▶ [DOCUMENT EXCERPT]:
= = = =

AH: Not a lot because a lot of it is the same as the conventional vehicle, but you have to have an isolated area where the battery is fed into the factory and then put into the car. After it’s fitted, you have to have a different process with those cars than the other ones, but it all fits down the same track.
We have to put the batteries in right at the end because they’re so heavy that they wouldn’t work on the lifts, which are only designed to cope with conventional cars. Then they have a little side lane that they go through. From a technology/development point of view, we’ve had to develop new skills and buy in new skills. We work very closely with Porsche nowadays because they’ve already done a lot of this work, and we have a very collaborative working model with them.
From an infrastructure point of view, 30 percent on average of our power comes from solar, 40 percent at peak, and we’re looking to expand that. We’re also planning a three-megawatt battery to be able to store what we can’t use on the day and use it when the sun doesn’t shine, which will take us up to 40 percent on average. We’ve got lots of land around the factory. We’re looking to double the solar capacity, so I’ve set the challenge to get us to 60 plus percent average solar power.
Q&P: How much have you invested in electrification?
AH: If I go five years back to get us to the first hybrid, which is where we are now, and the next five years, that’s hundreds of millions. Of course, it’s a risk if our customers don’t buy them since they don’t have to worry about fuel consumption, but obviously we have to make the offer, and we’ll make our hybrids true Bentleys.
The V6 hybrid in the Bentayga, for example, has got the performance of the V8, the quietness of the W12, and the fuel consumption of an eight-cylinder diesel. We will market it strongly, and I think we’ll attract a lot of customers, not only existing ones, but also new customers who can see the value in that power train.
Q&P: Where are your battery cells sourced from?
AH: The first-generation batteries for hybrids all come from Japan, but as a group we’re looking at and working with battery companies in China and Korea also, and some startups too. The group has bought 16 percent of QuantumScape in California.
They have solid-state battery technology that is close to industrialization, weighs 30 percent less than lithium ion because you can package it much closer. There’s no fluid in there as the intermediate service between the anode and cathode, so it doesn’t explode and doesn’t burn.
It’s 30 percent smaller because you need less protection; 70 percent of the weight of the battery is protecting the cells, so by taking that risk away, you can shrink it down or you can keep it the same size and get more power and range. The first prototypes will be in 2021, and first industrialization in 2023-24, but there’s risk on that timing. That’s why we’re saying 2025 is a safe target time for us because we believe then lithium ion will have improved and/or solid state will have come into the sphere.
Q&P: What is the current ratio between your petrol and hybrid cars?
AH: Hybrid today, we’ve only delivered the first few cars, but in a full year, we’ve planned on 15 percent. I think it’ll be higher.
Q&P: What do hybrid or electric cars do better than petrol cars?
AH: Our hybrid is a V6 petrol. It does almost twice the miles per gallon, or at least you get 30 to 50 percent improved fuel economy even if you don’t charge it properly. But also, it allows us to put a smaller engine in and use the electricity to give us the full power so that you can then have less emissions from a smaller engine as well as have better fuel efficiency for the combined efficiency.
When hybrids were first discussed it was just petrol or electric, and it switched. Now, we’ve put a huge amount of effort into three drive modes: e-drive, hybrid, or hold.
In hold, it only uses electric power when you’re under 25 miles an hour, stop/start, and to fill in the torque when you’re driving hard, and it maximizes the scavenging of regeneration electricity.
I drove 1,200 km from Crewe to Geneva in the Bentayga Hybrid. When I set off, it had 49 km in the battery. When I got there, it had 39 km. I was driving it hard all the way, but when you brake it regenerates, and there are long hills on the motorway. Then I did all my driving in the city on full electric mode.

= = = =

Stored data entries
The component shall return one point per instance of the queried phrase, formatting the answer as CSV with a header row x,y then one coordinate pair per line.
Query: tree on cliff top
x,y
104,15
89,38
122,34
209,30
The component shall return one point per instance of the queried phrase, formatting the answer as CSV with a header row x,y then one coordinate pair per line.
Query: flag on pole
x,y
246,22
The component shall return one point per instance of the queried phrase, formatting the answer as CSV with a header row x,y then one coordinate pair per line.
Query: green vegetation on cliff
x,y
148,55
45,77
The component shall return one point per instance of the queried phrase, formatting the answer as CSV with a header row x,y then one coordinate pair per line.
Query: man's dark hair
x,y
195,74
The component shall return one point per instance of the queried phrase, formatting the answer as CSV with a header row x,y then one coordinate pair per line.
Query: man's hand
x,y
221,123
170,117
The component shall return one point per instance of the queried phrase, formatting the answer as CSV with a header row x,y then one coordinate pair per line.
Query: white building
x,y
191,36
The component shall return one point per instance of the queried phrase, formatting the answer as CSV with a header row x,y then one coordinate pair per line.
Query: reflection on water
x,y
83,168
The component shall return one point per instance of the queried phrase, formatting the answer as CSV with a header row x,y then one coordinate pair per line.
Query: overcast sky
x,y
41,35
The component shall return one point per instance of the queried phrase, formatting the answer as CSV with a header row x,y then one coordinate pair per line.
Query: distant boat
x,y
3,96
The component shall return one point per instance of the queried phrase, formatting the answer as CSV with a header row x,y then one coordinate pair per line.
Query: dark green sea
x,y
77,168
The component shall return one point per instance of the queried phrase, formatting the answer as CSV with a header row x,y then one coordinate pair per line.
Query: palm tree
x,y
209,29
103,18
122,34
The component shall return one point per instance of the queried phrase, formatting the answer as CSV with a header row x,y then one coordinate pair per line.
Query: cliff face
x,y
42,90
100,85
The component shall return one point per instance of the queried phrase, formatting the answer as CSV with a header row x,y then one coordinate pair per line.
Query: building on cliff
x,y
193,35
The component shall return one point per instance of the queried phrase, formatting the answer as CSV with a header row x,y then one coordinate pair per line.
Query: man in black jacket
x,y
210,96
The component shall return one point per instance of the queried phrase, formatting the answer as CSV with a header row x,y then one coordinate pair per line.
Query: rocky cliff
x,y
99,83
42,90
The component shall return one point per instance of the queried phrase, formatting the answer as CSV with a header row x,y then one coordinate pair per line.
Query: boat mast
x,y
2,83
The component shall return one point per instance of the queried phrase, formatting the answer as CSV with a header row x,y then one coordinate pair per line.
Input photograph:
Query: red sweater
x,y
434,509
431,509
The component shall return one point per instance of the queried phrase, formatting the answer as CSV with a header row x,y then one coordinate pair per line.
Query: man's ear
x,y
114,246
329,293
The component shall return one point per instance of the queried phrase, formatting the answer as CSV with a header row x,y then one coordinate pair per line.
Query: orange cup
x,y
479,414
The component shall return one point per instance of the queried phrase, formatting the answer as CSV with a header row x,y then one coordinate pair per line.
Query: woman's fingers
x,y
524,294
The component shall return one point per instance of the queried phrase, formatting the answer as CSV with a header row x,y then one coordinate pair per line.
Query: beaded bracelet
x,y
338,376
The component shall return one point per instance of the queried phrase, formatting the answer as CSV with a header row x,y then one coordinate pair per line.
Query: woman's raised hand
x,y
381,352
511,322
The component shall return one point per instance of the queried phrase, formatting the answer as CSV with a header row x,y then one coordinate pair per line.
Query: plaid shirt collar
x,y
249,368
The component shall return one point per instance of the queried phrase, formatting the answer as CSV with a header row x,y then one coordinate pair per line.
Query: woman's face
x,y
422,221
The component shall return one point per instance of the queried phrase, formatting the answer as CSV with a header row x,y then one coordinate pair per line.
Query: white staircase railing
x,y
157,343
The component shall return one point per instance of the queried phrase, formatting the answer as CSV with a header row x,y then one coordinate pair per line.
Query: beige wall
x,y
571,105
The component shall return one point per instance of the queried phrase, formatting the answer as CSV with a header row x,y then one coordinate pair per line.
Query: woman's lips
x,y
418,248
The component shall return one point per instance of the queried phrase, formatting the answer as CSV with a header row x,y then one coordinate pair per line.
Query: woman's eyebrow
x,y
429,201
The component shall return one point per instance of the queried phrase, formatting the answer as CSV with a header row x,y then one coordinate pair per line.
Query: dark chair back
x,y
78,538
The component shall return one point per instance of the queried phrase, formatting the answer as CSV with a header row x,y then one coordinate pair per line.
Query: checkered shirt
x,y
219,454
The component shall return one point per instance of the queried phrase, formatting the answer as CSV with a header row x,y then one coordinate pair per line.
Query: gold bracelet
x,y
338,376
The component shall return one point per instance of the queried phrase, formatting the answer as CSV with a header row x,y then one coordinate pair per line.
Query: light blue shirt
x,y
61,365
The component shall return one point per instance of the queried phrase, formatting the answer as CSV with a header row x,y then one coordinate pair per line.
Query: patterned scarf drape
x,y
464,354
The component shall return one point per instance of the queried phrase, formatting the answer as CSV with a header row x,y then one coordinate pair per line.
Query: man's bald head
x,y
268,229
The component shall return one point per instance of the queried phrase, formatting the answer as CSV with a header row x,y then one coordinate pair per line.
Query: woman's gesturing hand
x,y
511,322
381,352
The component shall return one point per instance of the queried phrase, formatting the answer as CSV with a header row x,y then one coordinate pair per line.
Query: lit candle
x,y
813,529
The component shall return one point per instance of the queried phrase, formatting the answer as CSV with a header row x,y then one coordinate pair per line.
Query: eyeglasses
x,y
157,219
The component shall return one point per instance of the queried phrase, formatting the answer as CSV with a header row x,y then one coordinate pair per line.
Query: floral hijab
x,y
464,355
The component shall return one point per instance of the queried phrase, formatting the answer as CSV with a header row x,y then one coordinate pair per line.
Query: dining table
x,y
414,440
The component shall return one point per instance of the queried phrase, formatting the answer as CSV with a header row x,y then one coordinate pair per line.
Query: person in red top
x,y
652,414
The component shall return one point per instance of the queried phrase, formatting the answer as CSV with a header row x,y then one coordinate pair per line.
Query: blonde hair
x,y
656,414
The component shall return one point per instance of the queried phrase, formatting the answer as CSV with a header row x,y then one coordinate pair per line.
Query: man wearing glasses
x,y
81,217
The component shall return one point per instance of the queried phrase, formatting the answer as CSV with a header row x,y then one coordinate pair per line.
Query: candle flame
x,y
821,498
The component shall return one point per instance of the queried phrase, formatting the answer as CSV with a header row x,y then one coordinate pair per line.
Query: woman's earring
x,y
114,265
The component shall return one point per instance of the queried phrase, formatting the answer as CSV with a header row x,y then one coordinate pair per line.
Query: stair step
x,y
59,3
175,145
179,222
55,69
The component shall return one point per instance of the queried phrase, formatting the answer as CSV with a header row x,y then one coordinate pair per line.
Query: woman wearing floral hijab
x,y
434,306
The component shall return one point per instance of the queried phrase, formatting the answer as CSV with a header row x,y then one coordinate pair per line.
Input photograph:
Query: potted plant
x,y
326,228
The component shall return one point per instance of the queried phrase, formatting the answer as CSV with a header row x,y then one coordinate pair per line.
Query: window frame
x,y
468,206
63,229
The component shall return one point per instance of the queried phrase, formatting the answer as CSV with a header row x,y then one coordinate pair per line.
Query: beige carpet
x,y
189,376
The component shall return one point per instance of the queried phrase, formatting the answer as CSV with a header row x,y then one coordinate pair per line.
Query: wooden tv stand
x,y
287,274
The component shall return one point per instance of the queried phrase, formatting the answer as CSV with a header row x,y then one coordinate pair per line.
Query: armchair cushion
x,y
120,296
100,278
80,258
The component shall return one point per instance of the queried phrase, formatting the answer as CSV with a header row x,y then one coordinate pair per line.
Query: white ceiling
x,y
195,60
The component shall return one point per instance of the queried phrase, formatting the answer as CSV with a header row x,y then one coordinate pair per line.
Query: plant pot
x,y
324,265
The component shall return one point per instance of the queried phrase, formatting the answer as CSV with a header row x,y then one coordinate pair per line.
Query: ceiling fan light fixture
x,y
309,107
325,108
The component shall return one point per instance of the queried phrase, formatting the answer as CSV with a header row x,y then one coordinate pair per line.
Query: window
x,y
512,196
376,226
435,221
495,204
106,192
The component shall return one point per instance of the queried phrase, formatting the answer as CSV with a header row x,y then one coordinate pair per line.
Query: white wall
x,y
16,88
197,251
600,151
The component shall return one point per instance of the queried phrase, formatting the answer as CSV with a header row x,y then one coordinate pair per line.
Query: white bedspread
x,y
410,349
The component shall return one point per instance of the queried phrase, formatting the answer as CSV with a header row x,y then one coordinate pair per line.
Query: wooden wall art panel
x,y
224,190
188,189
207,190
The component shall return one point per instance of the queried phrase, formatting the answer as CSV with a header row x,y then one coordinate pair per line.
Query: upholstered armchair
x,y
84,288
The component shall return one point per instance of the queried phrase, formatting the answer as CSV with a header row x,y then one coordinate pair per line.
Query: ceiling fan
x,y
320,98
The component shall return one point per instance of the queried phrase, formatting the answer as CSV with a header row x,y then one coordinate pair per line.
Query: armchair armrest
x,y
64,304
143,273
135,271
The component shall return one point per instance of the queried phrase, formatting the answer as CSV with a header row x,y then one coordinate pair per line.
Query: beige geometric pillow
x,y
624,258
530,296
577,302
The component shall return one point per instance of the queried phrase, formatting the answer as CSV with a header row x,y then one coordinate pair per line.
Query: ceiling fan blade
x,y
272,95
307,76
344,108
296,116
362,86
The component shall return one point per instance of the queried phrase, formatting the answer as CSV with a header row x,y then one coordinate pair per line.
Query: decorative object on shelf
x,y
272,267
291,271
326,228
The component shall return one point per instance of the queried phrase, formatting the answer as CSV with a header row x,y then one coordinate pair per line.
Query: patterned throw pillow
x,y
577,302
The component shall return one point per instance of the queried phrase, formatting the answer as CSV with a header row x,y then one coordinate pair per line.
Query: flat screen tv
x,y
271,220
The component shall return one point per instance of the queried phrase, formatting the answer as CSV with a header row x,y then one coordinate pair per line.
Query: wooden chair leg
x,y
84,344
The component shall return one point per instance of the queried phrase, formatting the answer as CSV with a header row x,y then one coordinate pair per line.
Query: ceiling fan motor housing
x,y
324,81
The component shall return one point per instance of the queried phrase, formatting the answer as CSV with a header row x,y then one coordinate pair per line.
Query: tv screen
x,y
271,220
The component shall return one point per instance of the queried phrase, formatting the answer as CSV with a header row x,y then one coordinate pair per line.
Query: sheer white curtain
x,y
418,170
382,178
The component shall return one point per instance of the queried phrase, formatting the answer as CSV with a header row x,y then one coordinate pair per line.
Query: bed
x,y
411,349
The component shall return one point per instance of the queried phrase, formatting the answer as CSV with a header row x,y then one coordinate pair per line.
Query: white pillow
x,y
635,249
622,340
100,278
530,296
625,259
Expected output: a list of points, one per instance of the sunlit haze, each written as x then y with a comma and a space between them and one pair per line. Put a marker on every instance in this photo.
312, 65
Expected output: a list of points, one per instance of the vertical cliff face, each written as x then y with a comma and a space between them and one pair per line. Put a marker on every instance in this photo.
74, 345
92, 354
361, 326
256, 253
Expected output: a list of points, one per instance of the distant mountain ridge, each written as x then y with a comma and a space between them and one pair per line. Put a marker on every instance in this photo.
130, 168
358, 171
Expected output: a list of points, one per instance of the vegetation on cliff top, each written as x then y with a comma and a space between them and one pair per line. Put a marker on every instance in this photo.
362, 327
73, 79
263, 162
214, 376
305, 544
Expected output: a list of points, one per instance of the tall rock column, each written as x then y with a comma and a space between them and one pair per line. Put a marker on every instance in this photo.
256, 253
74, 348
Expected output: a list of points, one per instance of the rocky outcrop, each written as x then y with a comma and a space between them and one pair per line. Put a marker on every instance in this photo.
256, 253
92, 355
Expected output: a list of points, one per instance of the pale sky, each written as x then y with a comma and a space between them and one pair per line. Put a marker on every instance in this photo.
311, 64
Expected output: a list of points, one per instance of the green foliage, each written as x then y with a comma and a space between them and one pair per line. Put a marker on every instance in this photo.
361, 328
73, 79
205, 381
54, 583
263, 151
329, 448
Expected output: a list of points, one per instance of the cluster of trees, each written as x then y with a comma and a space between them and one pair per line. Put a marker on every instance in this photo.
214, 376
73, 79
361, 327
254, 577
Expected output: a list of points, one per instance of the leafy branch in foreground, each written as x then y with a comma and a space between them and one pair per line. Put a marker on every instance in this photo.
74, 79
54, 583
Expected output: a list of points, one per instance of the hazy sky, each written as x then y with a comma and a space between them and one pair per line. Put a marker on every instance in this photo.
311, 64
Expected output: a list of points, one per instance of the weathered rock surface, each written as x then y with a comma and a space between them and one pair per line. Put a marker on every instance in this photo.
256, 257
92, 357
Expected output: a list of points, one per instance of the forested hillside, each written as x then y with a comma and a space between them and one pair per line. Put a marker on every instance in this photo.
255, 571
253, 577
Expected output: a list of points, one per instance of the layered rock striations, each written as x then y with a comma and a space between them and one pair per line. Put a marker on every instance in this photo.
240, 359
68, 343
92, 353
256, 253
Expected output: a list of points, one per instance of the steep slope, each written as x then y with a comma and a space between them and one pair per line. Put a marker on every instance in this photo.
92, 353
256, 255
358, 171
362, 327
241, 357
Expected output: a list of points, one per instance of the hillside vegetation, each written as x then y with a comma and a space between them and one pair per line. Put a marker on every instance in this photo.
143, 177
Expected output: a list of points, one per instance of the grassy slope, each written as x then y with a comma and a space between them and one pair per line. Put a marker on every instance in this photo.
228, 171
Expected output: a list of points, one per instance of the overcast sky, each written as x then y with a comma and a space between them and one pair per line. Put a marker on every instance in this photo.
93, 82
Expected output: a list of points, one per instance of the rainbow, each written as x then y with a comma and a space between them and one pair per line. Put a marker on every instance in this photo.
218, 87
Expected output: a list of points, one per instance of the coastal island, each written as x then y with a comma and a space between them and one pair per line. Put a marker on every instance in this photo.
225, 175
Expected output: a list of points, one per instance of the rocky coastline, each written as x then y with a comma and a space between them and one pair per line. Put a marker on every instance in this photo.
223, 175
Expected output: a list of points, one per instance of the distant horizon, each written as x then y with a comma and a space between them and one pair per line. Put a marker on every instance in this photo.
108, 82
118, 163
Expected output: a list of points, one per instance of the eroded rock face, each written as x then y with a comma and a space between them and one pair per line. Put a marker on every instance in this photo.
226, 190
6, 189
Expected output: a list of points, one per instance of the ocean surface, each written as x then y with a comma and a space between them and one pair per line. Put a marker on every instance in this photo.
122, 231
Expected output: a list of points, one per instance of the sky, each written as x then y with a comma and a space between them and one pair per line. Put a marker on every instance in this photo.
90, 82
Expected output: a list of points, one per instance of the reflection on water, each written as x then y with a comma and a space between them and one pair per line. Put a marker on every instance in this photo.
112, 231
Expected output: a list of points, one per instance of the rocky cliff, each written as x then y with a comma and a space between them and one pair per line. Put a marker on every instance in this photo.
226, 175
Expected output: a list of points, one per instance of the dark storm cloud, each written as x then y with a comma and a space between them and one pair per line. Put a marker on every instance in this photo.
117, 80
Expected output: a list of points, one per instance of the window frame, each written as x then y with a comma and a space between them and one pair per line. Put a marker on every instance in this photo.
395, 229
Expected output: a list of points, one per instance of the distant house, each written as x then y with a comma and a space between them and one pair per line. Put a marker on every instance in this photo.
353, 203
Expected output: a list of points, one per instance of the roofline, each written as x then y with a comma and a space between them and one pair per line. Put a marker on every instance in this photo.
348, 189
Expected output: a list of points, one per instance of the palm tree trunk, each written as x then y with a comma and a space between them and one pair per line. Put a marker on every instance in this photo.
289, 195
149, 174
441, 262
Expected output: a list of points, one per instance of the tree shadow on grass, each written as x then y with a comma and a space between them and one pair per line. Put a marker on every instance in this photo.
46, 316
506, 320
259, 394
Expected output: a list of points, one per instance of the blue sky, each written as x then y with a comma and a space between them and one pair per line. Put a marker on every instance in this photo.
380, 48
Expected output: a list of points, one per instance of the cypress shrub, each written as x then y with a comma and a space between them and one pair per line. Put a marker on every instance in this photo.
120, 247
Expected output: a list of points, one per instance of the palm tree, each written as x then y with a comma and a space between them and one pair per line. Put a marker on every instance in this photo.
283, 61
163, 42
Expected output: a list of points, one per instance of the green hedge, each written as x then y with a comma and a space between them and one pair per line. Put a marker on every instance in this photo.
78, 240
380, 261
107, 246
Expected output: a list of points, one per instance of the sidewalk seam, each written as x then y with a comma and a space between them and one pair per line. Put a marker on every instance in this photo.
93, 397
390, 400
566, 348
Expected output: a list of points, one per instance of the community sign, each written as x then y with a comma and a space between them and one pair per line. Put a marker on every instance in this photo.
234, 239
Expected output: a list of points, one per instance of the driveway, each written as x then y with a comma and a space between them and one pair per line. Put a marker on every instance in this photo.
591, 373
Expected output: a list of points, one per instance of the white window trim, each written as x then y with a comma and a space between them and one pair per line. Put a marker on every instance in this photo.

= = = =

▶ [YOUR TASK]:
Return, word for word, the portion of the interview excerpt above that begins at the words "AH: Not a lot" and stops after the words "model with them.".

▶ [RESPONSE]:
AH: Not a lot because a lot of it is the same as the conventional vehicle, but you have to have an isolated area where the battery is fed into the factory and then put into the car. After it’s fitted, you have to have a different process with those cars than the other ones, but it all fits down the same track.
We have to put the batteries in right at the end because they’re so heavy that they wouldn’t work on the lifts, which are only designed to cope with conventional cars. Then they have a little side lane that they go through. From a technology/development point of view, we’ve had to develop new skills and buy in new skills. We work very closely with Porsche nowadays because they’ve already done a lot of this work, and we have a very collaborative working model with them.